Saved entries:
···

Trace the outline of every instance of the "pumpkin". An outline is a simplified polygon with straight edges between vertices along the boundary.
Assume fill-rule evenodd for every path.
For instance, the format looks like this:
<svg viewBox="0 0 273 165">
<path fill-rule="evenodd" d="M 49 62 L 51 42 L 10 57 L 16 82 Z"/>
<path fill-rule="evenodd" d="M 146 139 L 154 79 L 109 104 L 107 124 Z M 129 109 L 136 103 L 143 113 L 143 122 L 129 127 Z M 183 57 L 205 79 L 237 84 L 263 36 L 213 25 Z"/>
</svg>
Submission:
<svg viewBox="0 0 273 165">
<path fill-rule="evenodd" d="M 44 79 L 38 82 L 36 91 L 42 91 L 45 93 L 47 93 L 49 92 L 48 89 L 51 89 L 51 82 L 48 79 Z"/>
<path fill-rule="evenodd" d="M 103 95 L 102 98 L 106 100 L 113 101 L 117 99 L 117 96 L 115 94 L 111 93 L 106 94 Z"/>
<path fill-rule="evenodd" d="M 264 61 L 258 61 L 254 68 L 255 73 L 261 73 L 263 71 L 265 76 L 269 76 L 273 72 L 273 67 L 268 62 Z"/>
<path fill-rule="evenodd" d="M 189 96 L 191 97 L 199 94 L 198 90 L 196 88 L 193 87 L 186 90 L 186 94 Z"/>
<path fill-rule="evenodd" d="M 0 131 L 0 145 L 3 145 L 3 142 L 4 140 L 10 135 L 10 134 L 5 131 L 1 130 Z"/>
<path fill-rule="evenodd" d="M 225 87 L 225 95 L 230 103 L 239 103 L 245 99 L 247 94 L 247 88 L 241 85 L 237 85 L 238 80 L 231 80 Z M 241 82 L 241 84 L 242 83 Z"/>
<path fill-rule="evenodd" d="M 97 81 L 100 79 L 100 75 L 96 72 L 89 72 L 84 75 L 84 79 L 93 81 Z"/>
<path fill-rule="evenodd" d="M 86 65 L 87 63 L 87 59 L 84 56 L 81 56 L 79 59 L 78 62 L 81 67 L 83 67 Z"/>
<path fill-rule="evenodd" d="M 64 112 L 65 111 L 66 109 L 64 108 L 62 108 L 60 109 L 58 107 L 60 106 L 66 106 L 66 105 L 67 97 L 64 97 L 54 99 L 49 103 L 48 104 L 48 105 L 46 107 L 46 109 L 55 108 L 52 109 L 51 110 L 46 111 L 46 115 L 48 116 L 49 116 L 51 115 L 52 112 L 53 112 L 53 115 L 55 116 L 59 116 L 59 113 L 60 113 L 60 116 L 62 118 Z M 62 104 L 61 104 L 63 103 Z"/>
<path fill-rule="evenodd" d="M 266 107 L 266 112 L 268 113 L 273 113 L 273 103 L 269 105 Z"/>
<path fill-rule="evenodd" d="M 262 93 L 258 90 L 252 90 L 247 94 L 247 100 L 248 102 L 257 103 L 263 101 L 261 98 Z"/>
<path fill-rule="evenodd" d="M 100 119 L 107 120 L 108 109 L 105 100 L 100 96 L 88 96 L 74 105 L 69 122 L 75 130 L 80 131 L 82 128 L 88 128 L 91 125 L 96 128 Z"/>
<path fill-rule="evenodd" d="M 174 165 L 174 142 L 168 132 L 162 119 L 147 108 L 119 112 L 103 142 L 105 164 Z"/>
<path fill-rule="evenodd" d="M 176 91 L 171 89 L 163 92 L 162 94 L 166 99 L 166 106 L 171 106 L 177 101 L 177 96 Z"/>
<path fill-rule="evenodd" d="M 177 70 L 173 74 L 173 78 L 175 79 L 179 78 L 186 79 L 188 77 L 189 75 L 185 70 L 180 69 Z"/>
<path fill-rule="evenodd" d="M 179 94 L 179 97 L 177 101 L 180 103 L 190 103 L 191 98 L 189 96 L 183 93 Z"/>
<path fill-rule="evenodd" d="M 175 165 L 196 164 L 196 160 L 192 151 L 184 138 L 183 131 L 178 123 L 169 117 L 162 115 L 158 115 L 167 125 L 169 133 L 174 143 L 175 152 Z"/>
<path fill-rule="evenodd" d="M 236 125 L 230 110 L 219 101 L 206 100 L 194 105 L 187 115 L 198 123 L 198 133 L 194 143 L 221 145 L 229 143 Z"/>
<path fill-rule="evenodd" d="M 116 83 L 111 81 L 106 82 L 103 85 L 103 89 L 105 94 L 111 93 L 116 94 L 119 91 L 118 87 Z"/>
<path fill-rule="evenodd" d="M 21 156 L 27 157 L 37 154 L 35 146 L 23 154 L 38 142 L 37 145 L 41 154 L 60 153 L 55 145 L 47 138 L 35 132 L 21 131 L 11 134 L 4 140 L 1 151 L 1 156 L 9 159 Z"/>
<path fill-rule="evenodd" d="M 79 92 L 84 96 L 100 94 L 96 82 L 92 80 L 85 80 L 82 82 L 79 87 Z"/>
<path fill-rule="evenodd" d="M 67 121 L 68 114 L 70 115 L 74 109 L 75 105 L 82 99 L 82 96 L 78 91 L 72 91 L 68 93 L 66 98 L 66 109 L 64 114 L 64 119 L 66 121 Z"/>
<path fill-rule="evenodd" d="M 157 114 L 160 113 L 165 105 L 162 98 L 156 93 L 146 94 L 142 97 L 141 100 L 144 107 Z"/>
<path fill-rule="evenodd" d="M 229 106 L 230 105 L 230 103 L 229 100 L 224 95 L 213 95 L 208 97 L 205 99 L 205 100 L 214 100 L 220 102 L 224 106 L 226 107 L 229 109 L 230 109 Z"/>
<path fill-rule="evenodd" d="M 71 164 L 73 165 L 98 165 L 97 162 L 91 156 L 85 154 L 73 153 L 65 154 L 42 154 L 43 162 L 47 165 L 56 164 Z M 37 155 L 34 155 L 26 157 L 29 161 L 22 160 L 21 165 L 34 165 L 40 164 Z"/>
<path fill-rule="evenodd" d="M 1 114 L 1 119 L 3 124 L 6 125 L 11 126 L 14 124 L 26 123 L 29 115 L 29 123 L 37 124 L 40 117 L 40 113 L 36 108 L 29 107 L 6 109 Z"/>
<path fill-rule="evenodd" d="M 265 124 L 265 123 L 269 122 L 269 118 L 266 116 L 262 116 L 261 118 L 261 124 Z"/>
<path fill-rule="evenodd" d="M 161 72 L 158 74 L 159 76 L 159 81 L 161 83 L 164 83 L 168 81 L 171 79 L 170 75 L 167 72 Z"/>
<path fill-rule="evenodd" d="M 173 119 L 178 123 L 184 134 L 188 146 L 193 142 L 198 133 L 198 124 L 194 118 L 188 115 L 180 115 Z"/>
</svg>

···

* **Task directions**: Retype all of the data above line for line, without changing anything.

* **Exercise response**:
Trace the outline of every instance of the "pumpkin". An outline is a simplified polygon with straight edges between vertices along the boundary.
Assume fill-rule evenodd for every path.
For instance, the format looks like this:
<svg viewBox="0 0 273 165">
<path fill-rule="evenodd" d="M 49 62 L 51 42 L 10 57 L 16 82 Z"/>
<path fill-rule="evenodd" d="M 146 139 L 154 79 L 109 104 L 107 124 Z M 129 109 L 136 103 L 143 113 L 143 122 L 129 127 Z M 183 57 L 205 79 L 237 84 L 263 36 L 213 25 Z"/>
</svg>
Submission:
<svg viewBox="0 0 273 165">
<path fill-rule="evenodd" d="M 44 79 L 38 82 L 36 91 L 42 91 L 45 93 L 47 93 L 49 92 L 48 89 L 51 89 L 51 82 L 48 79 Z"/>
<path fill-rule="evenodd" d="M 103 95 L 102 98 L 106 100 L 113 101 L 117 99 L 117 96 L 115 94 L 111 93 L 106 94 Z"/>
<path fill-rule="evenodd" d="M 264 61 L 258 61 L 254 68 L 255 73 L 261 73 L 263 71 L 265 76 L 269 76 L 273 72 L 273 67 L 268 62 Z"/>
<path fill-rule="evenodd" d="M 189 96 L 191 97 L 199 94 L 198 90 L 196 88 L 193 87 L 186 90 L 186 94 Z"/>
<path fill-rule="evenodd" d="M 0 131 L 0 145 L 3 145 L 3 142 L 4 140 L 10 135 L 10 134 L 5 131 L 1 130 Z"/>
<path fill-rule="evenodd" d="M 225 87 L 225 95 L 230 103 L 239 103 L 245 99 L 247 94 L 247 88 L 241 85 L 237 85 L 238 80 L 231 80 Z M 241 82 L 241 84 L 242 83 Z"/>
<path fill-rule="evenodd" d="M 97 81 L 100 79 L 100 75 L 96 72 L 89 72 L 84 75 L 84 79 L 93 81 Z"/>
<path fill-rule="evenodd" d="M 86 65 L 87 63 L 87 59 L 84 56 L 81 56 L 79 59 L 78 62 L 81 67 L 83 67 Z"/>
<path fill-rule="evenodd" d="M 64 112 L 65 111 L 66 109 L 64 108 L 62 108 L 60 109 L 58 107 L 60 106 L 66 106 L 66 105 L 67 97 L 64 97 L 54 99 L 49 103 L 48 104 L 48 105 L 46 107 L 46 109 L 55 108 L 52 109 L 51 110 L 46 111 L 46 115 L 48 116 L 49 116 L 51 115 L 52 112 L 53 112 L 53 115 L 55 116 L 59 116 L 59 113 L 60 113 L 60 116 L 62 118 Z M 62 104 L 61 104 L 63 103 Z"/>
<path fill-rule="evenodd" d="M 266 107 L 266 112 L 268 113 L 273 113 L 273 103 L 269 105 Z"/>
<path fill-rule="evenodd" d="M 262 93 L 258 90 L 252 90 L 247 94 L 247 100 L 248 102 L 257 103 L 263 101 L 261 98 Z"/>
<path fill-rule="evenodd" d="M 100 119 L 107 120 L 108 109 L 105 100 L 100 96 L 88 96 L 74 105 L 69 122 L 75 130 L 80 131 L 82 128 L 88 128 L 91 125 L 96 128 Z"/>
<path fill-rule="evenodd" d="M 174 165 L 174 142 L 168 132 L 162 119 L 147 108 L 119 112 L 103 142 L 105 164 Z"/>
<path fill-rule="evenodd" d="M 176 91 L 171 89 L 163 92 L 162 94 L 166 99 L 166 106 L 171 106 L 177 101 L 177 96 Z"/>
<path fill-rule="evenodd" d="M 177 70 L 173 74 L 173 78 L 175 79 L 179 78 L 186 79 L 188 77 L 189 75 L 185 70 L 180 69 Z"/>
<path fill-rule="evenodd" d="M 179 94 L 179 97 L 177 101 L 180 103 L 190 103 L 191 98 L 189 96 L 183 93 Z"/>
<path fill-rule="evenodd" d="M 175 165 L 196 164 L 196 160 L 192 151 L 184 138 L 183 131 L 178 123 L 169 117 L 162 115 L 158 115 L 167 125 L 169 133 L 174 143 L 175 152 Z"/>
<path fill-rule="evenodd" d="M 236 125 L 230 110 L 219 101 L 206 100 L 194 105 L 187 115 L 198 123 L 198 133 L 194 143 L 221 145 L 229 143 Z"/>
<path fill-rule="evenodd" d="M 116 83 L 111 81 L 106 82 L 103 85 L 103 89 L 105 94 L 111 93 L 116 94 L 119 91 L 118 87 Z"/>
<path fill-rule="evenodd" d="M 21 156 L 27 157 L 37 154 L 35 146 L 23 154 L 38 142 L 37 145 L 41 154 L 60 153 L 55 145 L 47 138 L 35 132 L 21 131 L 11 134 L 4 140 L 1 151 L 1 156 L 9 159 Z"/>
<path fill-rule="evenodd" d="M 79 92 L 84 96 L 100 94 L 96 82 L 92 80 L 85 80 L 82 82 L 79 87 Z"/>
<path fill-rule="evenodd" d="M 67 121 L 68 114 L 70 115 L 74 109 L 75 105 L 82 99 L 82 96 L 78 91 L 72 91 L 68 93 L 66 98 L 66 109 L 64 114 L 64 119 L 66 121 Z"/>
<path fill-rule="evenodd" d="M 157 114 L 160 113 L 165 105 L 162 98 L 156 93 L 146 94 L 142 97 L 141 100 L 144 107 Z"/>
<path fill-rule="evenodd" d="M 229 106 L 230 105 L 230 103 L 229 100 L 224 95 L 213 95 L 208 97 L 205 99 L 205 100 L 214 100 L 220 102 L 224 106 L 226 107 L 229 109 L 230 109 Z"/>
<path fill-rule="evenodd" d="M 71 164 L 73 165 L 98 165 L 97 162 L 91 156 L 85 154 L 73 153 L 65 154 L 42 154 L 43 162 L 47 165 L 56 164 Z M 37 155 L 34 155 L 26 157 L 29 161 L 22 160 L 21 165 L 34 165 L 40 164 Z"/>
<path fill-rule="evenodd" d="M 1 114 L 1 119 L 3 124 L 6 125 L 11 126 L 14 124 L 26 123 L 29 115 L 29 123 L 37 124 L 40 117 L 40 113 L 36 108 L 29 107 L 6 109 Z"/>
<path fill-rule="evenodd" d="M 265 124 L 265 123 L 269 122 L 269 118 L 266 116 L 262 116 L 261 118 L 261 124 Z"/>
<path fill-rule="evenodd" d="M 161 72 L 158 74 L 159 76 L 159 81 L 161 83 L 164 83 L 168 81 L 171 79 L 170 75 L 167 72 Z"/>
<path fill-rule="evenodd" d="M 173 119 L 178 123 L 184 134 L 188 146 L 193 142 L 198 133 L 198 124 L 194 118 L 188 115 L 180 115 Z"/>
</svg>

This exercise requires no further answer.